> Work required:
Copy exactly, and only, the lines from the line containing "locate: bark texture | one point per instance" through the last line of the records below, both included.

> Available data:

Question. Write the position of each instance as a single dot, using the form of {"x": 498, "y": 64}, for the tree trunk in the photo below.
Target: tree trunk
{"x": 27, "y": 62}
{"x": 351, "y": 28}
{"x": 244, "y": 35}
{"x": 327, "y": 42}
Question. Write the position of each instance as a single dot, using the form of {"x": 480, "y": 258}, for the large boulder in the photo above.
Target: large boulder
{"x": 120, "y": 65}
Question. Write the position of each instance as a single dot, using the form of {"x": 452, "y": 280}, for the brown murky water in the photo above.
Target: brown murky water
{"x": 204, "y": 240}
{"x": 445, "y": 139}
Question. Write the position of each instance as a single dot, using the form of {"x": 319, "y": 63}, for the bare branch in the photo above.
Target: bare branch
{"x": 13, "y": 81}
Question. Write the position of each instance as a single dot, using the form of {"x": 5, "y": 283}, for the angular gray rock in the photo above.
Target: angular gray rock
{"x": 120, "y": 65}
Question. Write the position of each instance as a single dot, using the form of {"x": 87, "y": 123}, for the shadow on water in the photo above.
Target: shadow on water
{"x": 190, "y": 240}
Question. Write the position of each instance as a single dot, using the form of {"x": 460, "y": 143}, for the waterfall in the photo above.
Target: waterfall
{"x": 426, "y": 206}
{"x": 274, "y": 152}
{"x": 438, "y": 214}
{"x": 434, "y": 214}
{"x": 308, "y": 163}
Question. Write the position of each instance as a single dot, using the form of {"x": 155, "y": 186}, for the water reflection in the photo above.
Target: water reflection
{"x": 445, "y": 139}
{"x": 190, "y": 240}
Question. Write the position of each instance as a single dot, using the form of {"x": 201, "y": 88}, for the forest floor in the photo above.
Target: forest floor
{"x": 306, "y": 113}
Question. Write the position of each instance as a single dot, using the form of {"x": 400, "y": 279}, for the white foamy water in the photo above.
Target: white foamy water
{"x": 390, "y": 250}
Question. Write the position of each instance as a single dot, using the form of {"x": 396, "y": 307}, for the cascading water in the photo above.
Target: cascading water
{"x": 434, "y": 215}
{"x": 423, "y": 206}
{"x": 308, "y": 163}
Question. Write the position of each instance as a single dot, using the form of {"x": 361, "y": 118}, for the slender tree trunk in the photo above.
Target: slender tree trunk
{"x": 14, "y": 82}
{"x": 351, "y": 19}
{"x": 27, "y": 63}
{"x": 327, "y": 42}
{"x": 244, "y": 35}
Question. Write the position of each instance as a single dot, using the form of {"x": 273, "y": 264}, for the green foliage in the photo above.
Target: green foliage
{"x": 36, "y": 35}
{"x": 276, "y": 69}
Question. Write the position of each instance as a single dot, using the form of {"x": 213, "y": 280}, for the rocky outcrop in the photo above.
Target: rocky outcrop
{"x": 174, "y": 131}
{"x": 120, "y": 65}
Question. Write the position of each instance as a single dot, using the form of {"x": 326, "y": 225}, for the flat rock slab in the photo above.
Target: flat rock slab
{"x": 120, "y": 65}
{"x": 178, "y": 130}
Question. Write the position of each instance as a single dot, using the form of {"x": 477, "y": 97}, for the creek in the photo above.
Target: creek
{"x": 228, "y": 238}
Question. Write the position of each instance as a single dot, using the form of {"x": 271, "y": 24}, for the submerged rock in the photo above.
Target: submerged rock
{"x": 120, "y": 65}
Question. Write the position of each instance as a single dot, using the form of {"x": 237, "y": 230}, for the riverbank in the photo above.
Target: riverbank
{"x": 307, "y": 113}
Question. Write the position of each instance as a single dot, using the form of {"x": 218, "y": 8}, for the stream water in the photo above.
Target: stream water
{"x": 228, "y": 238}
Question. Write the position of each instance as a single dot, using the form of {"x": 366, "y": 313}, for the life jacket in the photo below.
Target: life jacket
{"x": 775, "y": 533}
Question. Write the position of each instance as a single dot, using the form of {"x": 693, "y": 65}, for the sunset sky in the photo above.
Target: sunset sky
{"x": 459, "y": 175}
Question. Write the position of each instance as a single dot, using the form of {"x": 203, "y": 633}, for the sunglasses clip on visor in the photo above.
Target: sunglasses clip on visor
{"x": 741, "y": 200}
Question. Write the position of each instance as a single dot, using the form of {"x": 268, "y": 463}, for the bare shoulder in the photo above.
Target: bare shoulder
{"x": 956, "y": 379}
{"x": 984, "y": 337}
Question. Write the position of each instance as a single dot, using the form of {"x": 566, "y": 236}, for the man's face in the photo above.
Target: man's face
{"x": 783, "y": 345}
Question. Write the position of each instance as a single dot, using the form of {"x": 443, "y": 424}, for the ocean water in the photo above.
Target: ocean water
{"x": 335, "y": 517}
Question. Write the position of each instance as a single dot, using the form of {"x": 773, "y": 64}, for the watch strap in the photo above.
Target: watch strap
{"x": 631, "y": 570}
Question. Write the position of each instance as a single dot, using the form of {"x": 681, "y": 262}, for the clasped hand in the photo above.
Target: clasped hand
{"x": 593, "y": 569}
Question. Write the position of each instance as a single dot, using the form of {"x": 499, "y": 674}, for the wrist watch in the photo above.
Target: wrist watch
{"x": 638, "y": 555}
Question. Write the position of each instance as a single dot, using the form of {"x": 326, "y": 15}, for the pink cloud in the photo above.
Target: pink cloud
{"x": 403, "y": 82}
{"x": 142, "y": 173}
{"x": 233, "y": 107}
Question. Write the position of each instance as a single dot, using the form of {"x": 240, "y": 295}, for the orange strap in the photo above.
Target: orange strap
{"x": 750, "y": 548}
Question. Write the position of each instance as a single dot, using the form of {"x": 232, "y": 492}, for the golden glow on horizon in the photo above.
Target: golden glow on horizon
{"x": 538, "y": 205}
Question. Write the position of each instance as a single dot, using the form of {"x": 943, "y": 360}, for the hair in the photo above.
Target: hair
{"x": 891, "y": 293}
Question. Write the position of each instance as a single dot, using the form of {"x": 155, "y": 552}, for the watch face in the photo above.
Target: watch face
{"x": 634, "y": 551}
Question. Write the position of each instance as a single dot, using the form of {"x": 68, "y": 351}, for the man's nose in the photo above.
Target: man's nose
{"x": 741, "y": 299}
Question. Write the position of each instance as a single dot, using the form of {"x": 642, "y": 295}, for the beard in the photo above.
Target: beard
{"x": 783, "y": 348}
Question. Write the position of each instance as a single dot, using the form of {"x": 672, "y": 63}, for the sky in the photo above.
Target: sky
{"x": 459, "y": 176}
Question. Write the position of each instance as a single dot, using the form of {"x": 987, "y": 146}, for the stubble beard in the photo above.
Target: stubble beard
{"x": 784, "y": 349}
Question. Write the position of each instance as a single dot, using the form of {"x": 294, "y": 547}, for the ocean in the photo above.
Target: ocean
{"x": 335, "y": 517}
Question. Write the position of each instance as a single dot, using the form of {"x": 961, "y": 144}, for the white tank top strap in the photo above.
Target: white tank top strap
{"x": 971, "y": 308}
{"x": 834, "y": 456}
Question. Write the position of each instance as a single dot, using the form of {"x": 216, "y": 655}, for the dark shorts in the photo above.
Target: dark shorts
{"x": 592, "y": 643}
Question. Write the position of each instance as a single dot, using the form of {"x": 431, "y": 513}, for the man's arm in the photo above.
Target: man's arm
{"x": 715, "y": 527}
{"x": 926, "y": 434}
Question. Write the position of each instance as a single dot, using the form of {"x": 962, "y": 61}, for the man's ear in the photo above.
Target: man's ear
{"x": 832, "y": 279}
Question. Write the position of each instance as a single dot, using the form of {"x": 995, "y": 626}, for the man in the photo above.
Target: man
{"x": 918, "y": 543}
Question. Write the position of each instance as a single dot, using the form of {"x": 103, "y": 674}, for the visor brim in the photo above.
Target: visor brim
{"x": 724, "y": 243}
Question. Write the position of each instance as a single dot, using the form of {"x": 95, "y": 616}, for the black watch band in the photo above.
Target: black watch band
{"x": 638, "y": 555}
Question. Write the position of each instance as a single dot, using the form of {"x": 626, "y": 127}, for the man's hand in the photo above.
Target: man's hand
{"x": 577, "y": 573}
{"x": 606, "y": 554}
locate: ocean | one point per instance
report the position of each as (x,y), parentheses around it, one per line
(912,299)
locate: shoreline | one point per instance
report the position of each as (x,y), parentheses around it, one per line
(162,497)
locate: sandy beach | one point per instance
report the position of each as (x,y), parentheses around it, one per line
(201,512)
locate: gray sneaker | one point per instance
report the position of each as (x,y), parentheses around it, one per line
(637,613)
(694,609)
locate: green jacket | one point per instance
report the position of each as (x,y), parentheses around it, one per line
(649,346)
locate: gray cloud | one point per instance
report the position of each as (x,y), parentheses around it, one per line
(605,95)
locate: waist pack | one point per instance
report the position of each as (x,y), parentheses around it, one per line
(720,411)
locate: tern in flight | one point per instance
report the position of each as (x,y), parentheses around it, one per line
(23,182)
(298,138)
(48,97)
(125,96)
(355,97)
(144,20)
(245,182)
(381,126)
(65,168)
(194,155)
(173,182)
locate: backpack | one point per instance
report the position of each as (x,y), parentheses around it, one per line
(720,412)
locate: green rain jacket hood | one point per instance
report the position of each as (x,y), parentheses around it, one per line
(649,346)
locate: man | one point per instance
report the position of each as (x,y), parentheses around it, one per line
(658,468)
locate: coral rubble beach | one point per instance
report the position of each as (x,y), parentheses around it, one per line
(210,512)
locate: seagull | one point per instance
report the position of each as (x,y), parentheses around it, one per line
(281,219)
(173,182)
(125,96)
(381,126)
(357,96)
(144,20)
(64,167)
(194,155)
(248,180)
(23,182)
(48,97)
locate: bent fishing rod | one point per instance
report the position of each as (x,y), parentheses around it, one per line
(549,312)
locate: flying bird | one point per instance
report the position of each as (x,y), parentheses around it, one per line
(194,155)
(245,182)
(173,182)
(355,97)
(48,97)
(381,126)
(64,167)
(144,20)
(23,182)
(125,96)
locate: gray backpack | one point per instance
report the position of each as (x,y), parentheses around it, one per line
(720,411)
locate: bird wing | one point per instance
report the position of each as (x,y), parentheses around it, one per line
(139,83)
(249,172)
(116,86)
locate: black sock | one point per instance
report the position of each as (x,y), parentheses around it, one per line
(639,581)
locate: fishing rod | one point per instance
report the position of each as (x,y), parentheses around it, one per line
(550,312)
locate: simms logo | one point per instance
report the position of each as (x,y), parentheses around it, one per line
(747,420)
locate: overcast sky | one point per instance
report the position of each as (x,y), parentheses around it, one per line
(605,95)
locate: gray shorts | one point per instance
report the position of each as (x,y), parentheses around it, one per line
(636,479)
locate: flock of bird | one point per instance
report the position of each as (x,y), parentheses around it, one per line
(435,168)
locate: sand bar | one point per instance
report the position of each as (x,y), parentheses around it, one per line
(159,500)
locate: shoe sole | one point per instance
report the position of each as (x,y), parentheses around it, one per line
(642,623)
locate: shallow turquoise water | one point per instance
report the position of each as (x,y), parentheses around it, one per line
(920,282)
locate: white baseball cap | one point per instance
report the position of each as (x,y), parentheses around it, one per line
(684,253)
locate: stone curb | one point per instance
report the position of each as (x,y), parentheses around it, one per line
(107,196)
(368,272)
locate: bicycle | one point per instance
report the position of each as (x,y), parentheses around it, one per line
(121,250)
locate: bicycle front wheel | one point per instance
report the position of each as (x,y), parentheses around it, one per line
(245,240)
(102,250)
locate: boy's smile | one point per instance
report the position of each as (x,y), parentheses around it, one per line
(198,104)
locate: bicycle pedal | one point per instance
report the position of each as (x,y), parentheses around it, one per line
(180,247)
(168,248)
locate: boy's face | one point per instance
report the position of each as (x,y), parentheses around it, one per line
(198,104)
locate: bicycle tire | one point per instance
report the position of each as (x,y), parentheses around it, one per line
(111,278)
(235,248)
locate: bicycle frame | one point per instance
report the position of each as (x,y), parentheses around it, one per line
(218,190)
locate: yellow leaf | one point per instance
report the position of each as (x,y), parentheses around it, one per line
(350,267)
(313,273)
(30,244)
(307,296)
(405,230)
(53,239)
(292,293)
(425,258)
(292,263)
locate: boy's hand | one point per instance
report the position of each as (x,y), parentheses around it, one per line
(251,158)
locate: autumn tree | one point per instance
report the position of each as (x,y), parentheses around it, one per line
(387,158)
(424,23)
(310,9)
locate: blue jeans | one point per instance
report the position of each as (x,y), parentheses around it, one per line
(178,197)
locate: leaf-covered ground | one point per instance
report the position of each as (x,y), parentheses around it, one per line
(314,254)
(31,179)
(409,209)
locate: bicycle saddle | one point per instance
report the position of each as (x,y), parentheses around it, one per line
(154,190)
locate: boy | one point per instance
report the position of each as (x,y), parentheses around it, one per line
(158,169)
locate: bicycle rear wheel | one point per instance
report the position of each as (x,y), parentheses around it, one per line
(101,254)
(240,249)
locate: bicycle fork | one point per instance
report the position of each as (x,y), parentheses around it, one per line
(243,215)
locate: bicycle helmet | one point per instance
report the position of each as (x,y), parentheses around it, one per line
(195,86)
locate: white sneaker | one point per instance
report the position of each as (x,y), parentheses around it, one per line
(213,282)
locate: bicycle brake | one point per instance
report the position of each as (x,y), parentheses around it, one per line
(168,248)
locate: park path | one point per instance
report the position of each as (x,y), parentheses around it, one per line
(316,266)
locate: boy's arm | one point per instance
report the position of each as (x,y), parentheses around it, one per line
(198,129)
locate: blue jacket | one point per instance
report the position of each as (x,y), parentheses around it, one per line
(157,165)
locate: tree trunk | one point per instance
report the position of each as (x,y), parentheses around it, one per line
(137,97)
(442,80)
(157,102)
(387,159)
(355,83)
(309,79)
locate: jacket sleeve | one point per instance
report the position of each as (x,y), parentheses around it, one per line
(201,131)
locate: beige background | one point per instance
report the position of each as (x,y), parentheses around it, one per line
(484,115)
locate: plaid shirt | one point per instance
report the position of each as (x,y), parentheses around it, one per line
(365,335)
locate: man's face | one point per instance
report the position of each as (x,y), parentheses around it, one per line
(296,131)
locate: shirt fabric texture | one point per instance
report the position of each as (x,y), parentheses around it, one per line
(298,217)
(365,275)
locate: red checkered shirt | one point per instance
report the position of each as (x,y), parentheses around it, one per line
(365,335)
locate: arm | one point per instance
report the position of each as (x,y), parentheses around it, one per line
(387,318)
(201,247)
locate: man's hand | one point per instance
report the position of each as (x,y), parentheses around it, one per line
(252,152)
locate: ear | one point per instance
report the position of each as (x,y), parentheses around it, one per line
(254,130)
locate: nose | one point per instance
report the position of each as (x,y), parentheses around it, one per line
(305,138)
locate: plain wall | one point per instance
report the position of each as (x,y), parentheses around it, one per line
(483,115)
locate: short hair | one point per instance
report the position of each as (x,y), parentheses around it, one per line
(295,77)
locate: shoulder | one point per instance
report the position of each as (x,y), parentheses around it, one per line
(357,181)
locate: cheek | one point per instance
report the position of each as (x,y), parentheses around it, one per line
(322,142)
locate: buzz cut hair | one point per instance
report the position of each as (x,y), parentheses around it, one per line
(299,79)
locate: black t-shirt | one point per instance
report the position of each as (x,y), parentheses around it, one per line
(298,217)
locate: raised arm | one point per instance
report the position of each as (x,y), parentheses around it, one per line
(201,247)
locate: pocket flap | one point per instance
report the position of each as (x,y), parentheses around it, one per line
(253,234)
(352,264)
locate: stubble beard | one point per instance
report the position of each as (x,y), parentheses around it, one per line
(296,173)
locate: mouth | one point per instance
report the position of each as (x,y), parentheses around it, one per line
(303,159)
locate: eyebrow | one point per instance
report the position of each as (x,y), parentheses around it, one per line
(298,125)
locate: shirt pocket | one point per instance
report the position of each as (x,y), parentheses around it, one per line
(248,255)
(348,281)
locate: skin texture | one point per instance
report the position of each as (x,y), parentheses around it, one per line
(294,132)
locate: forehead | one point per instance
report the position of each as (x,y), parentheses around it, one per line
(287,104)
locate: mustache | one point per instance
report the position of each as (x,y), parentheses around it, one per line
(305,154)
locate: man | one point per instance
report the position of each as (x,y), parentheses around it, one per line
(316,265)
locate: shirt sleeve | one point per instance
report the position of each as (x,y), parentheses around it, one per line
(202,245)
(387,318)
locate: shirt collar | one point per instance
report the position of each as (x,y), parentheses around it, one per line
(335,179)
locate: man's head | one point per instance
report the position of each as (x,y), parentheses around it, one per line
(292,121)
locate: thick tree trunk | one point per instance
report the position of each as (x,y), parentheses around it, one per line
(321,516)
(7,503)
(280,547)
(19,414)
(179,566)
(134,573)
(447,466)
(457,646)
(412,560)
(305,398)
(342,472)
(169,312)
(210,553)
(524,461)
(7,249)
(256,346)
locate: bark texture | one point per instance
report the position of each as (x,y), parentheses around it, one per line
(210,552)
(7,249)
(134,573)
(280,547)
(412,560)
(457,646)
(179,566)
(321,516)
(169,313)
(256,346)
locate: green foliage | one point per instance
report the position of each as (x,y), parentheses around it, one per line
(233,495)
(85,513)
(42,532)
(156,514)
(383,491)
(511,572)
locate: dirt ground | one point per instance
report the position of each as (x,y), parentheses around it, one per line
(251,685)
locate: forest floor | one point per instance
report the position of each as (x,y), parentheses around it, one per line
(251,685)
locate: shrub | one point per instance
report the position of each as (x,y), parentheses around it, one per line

> Task response:
locate: bark texture | one point per instance
report the position of each as (x,y), parentheses around it, one per line
(210,552)
(7,249)
(134,573)
(280,547)
(412,560)
(457,646)
(179,566)
(321,516)
(169,313)
(256,346)
locate: green foliage | one point per instance
report the position of each as (x,y), parentheses around it, one per line
(233,495)
(85,513)
(42,532)
(156,514)
(383,491)
(511,572)
locate: dirt ground | one point per instance
report the position of each as (x,y), parentheses around it, one per line
(251,685)
locate: forest floor | one point per instance
report the position of each as (x,y), parentheses around it, one per line
(251,685)
locate: shrub | one point per instance
report the position of each as (x,y), parentheses around it, one per line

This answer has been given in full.